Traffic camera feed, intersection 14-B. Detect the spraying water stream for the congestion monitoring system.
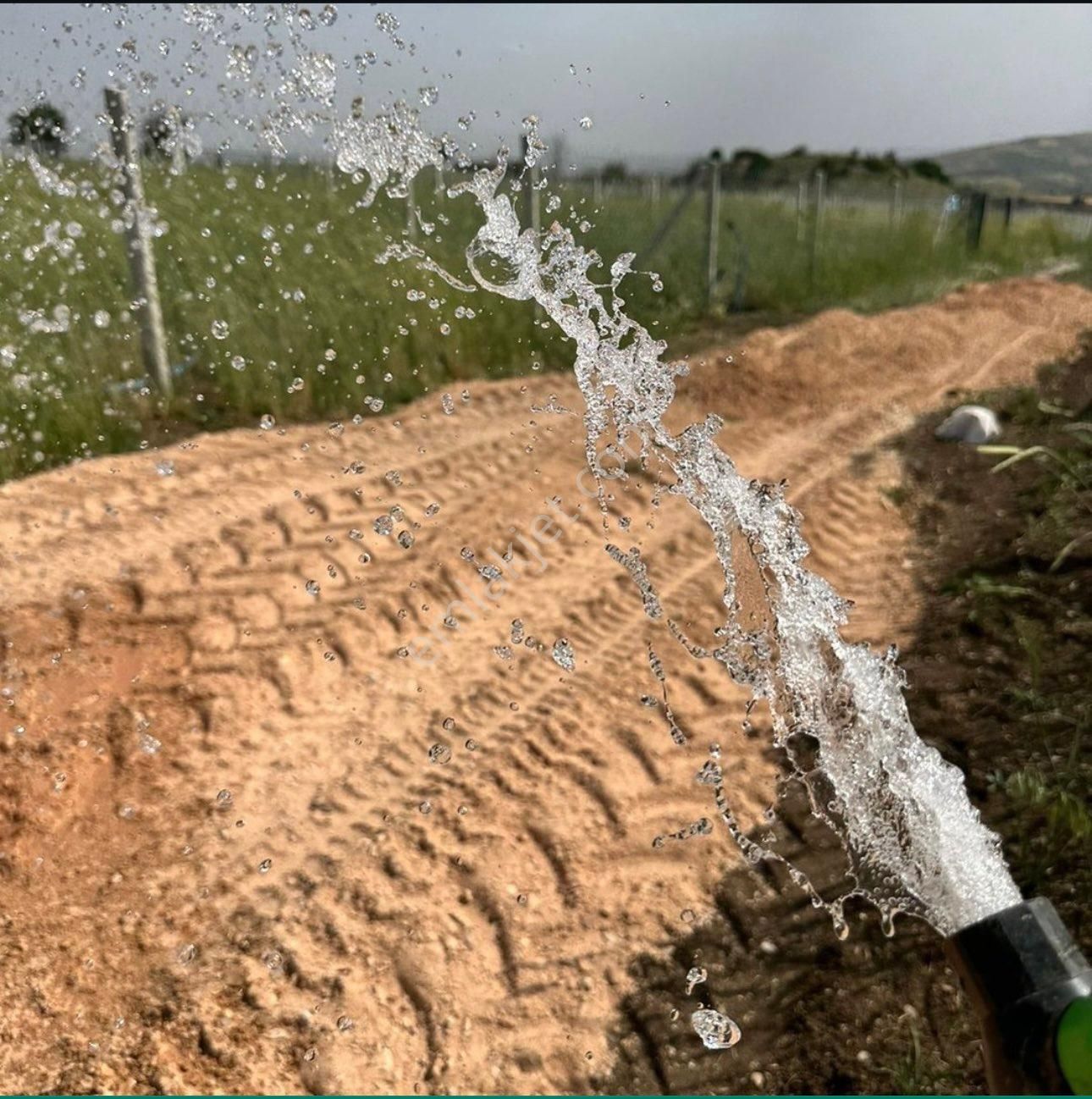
_____
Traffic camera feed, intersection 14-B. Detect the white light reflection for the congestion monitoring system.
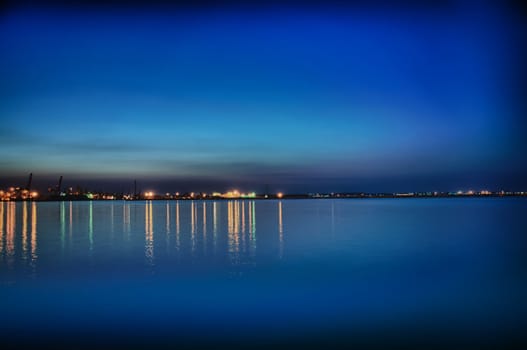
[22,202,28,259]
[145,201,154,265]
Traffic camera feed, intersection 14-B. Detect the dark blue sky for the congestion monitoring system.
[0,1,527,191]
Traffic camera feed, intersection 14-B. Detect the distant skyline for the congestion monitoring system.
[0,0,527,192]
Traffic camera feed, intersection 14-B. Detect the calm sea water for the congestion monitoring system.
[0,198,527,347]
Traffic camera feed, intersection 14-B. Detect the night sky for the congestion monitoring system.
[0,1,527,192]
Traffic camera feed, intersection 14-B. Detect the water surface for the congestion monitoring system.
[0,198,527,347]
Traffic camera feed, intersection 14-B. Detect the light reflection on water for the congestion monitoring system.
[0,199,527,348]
_____
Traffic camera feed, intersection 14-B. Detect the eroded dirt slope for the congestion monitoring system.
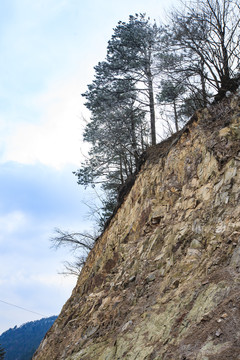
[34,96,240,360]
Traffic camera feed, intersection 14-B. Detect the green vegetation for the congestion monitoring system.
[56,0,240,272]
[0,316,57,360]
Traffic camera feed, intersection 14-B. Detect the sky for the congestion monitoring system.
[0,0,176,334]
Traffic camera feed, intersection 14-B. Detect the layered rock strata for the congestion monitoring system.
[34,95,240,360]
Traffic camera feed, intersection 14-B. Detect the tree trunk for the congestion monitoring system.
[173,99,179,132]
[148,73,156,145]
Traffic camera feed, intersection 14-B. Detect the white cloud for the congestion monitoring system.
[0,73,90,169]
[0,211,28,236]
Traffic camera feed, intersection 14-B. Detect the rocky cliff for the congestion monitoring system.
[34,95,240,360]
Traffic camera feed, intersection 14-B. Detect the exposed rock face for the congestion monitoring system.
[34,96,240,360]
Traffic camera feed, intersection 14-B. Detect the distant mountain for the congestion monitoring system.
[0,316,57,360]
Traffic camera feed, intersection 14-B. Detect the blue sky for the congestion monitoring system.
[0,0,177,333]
_____
Copy out everything in the material from the line containing "Traffic camera feed, intersection 14-B. Detect the eroded" down to the line containing "[148,73,156,145]", both included, without changing a word. Omit the pictures.

Traffic camera feed, intersection 14-B. Detect the eroded dirt slope for the congestion monitoring system.
[34,96,240,360]
Traffic camera feed, intersection 14-B. Detect the green vegetation for the congestion monitoring system.
[56,0,240,272]
[0,316,57,360]
Traffic camera feed, intersection 14-B. Detect the sky for the congestion monitoring system.
[0,0,176,334]
Traffic camera feed, intersection 14-B. Detect the layered rock strata for the congestion monitoring system.
[34,95,240,360]
Traffic camera feed, intersection 14-B. Detect the tree trunk for the congestion monitoring system.
[173,99,179,132]
[148,73,156,145]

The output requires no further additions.